=== 提供された文章 ===
::::
7 前各項の規定による処分は、当該道府県の区域外においても行うことができる。

その国税徴収法でも、

第47条 次の各号の一に該当するときは、徴収職員は、滞納者の国税につきその財産を差し押えなければならない。
 一 滞納者が督促を受け、その督促に係る国税をその督促状を発した日から起算して十日を経過した日までに完納しないとき。
 二 略
2~3 略

「督促状を発した日から十日を経過・・・差し押さえなければならない」
という規定です。

ただ、十日たったら必ず差押えされているか、というと、件数が多いこともあり、すぐには行っていないのが実状でしょう。
望ましい(けれど、できなくても罰せられたり無効になったりはしない)というのは、
「訓示的規定」と呼ばれています。

で、ここからが本題。

国税徴収法
第79条 徴収職員は、次の各号の一に該当するときは、差押を解除しなければならない。
 一 納付、充当、更正の取消その他の理由により差押に係る国税の全額が消滅したとき。
 二 差押財産の価額がその差押に係る滞納処分費及び差押に係る国税に先だつ他の国税地方税その他の債権の合計額をこえる見込がなくなつたとき。
2 徴収職員は、次の各号の一に該当するときは、差押財産の全部又は一部について、その差押を解除することができる。
 一 差押に係る国税の一部の納付、充当、更正の一部の取消、差押財産の値上りその他の理由により、その価額が差押に係る国税及びこれに先だつ他の国税地方税その他の債権の合計額を著しく超過すると認められるに至つたとき。
 二 滞納者が他に差し押えることができる適当な財産を提供した場合において、その財産を差し押えたとき。

第1項は、「差押えを解除しなければならない」規定。
・完納や、元の税の課税取消などにより、滞納でなくなった場合(第1号)
・その差押財産を処分したとしても、収入が見込めなくなった場合(第2号)

第2項は、(税務署や自治体の裁量で)「差押えを解除できる」規定。
・たとえば、17万円の滞納があって10万円の定期預金を2口差し押さえたが、10万円の自主納付があって1口解除しても担保されるような場合(第1号)
::::
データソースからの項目
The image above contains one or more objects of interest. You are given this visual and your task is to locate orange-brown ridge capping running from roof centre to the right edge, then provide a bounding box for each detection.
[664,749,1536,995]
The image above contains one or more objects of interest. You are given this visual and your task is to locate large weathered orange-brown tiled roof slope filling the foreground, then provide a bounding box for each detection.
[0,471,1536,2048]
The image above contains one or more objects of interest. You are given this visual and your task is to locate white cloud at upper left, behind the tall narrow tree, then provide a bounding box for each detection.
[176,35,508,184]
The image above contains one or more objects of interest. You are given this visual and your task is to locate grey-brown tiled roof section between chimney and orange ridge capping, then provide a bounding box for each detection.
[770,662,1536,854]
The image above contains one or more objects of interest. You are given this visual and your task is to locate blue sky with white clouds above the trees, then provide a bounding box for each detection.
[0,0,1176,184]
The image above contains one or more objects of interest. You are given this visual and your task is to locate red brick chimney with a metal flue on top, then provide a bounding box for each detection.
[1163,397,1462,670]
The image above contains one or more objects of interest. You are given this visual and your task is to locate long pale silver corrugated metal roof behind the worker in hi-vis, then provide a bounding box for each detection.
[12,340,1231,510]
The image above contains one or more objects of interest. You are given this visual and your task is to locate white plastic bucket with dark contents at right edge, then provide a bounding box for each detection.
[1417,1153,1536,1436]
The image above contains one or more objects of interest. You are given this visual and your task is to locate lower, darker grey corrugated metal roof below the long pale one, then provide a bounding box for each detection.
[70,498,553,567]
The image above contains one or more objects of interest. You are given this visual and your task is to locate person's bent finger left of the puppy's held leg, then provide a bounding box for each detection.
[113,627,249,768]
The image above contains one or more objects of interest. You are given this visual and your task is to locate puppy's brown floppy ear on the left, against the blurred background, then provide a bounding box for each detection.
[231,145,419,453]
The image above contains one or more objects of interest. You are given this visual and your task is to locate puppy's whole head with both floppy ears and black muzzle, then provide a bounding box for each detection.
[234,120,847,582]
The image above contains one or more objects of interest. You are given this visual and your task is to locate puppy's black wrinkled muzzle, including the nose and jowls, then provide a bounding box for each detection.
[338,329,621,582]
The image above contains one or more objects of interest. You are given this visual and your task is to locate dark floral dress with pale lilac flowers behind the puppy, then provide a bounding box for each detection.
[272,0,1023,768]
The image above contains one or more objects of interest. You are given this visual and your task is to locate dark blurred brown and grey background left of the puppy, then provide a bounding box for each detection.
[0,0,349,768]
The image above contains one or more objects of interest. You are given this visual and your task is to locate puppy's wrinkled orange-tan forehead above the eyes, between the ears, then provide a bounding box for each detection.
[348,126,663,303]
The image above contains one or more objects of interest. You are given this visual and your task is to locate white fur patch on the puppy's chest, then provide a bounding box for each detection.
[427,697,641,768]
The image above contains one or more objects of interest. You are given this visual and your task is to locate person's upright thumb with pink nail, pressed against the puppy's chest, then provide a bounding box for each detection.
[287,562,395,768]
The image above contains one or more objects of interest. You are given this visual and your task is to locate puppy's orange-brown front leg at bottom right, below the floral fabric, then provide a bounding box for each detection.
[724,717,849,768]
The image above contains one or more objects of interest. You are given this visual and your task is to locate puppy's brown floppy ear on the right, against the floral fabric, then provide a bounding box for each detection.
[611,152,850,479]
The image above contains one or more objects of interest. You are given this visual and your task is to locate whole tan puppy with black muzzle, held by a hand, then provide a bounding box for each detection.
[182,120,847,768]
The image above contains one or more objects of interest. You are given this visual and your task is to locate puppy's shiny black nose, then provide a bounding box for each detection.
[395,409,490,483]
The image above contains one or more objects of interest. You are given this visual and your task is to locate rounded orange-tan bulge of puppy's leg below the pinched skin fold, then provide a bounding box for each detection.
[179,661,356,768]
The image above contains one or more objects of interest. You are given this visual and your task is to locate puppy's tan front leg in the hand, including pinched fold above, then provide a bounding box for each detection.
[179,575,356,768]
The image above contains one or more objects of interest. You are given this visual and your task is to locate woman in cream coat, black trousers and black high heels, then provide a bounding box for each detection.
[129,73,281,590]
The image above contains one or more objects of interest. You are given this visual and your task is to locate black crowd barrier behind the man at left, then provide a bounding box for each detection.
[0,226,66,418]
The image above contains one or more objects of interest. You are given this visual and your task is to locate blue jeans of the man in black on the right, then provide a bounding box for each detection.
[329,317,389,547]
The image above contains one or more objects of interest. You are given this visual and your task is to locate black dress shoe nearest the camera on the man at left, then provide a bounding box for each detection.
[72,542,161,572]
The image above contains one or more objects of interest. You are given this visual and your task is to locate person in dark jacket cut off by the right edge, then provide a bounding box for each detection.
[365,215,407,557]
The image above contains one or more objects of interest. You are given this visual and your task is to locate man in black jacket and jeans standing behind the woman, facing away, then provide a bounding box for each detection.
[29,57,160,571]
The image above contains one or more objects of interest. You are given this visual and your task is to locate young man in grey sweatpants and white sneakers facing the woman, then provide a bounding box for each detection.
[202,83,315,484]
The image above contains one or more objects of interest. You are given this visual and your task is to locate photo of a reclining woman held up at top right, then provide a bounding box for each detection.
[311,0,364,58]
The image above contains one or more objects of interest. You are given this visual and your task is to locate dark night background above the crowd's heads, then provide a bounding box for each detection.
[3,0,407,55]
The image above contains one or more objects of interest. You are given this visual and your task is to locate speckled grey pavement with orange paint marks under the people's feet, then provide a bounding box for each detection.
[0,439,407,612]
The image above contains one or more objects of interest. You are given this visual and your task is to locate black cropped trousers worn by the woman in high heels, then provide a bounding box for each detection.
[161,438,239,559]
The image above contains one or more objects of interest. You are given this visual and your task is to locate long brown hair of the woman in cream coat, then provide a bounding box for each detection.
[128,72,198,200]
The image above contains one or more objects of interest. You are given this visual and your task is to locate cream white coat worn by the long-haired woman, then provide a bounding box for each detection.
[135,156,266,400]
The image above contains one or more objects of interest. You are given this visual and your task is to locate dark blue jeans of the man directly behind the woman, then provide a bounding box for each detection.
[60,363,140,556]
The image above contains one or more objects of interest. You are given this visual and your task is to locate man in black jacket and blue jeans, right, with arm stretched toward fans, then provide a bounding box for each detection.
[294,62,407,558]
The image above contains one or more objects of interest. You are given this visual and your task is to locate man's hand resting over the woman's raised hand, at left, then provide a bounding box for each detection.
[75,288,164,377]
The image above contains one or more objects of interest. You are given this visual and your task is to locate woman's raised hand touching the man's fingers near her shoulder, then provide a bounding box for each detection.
::::
=== 必要な作業 ===
1 > 差押えに関する文章によると、督促状を発した日から十日を過ぎても差押えがすぐに行われていないのはなぜか、またそれで問題にならないのは規定がどのような性質だからかを、一〜三文で説明してください。
2 > 差押えに関する文章を、最後の一文の後から書き継いでください。
これらの行は今回の作業とは関係ありません。

=== 回答一覧 ===
1 > 件数が多いことなどから、十日が過ぎてもすぐには差押えが行われていないのが実状とされています。この規定は、そうすることが望ましいものの、できなくても罰せられたり無効になったりはしない「訓示的規定」と呼ばれる性質のものだからです。

2 >
当座預金を差し押さえたが、事業に支障が出るので別の定期預金の提供があり、そちらを差し押さえたような場合(第2号)

地方税法にも、差押解除の規定があります。

第15条 地方団体の長は、納税者又は特別徴収義務者が次の各号の一に該当する場合において、その該当する事実に基き、その地方団体の徴収金を一時に納付し、又は納入することができないと認めるときは、その納付し、又は納入することができないと認められる金額を限度として、その者の申請に基き、一年以内の期間を限り、その徴収を猶予することができる。この場合においては、その金額を適宜分割して納付し、又は納入すべき期限を定めることを妨げない。
 一 納税者又は特別徴収義務者がその財産につき、震災、風水害、火災その他の災害を受け、又は盗難にかかつたとき。
 二 納税者若しくは特別徴収義務者又はこれらの者と生計を一にする親族が病気にかかり、又は負傷したとき。
 三 納税者又は特別徴収義務者がその事業を廃止し、又は休止したとき。
 四 納税者又は特別徴収義務者がその事業につき著しい損失を受けたとき。
 五 前各号の一に該当する事実に類する事実があつたとき。
2~4 略

第15条の2 地方団体の長は、前条の規定により徴収を猶予した期間内は、その猶予に係る地方団体の徴収金について、新たに督促及び滞納処分(交付要求を除く。)をすることができない。
2 地方団体の長は、前条の規定により徴収を猶予した場合において、その猶予に係る地方団体の徴収金につき差し押えた財産があるときは、その猶予を受けた者の申請により、その差押えを解除することができる。
3~4 略

第15条の5 地方団体の長は、滞納者が次の各号の一に該当すると認められる場合(略)において、その者が地方団体の徴収金の納付又は納入について誠実な意思を有すると認められるときは、その納付し、又は納入すべき地方団体の徴収金につき滞納処分による財産の換価を猶予することができる。ただし、その猶予の期間は、一年をこえることができない。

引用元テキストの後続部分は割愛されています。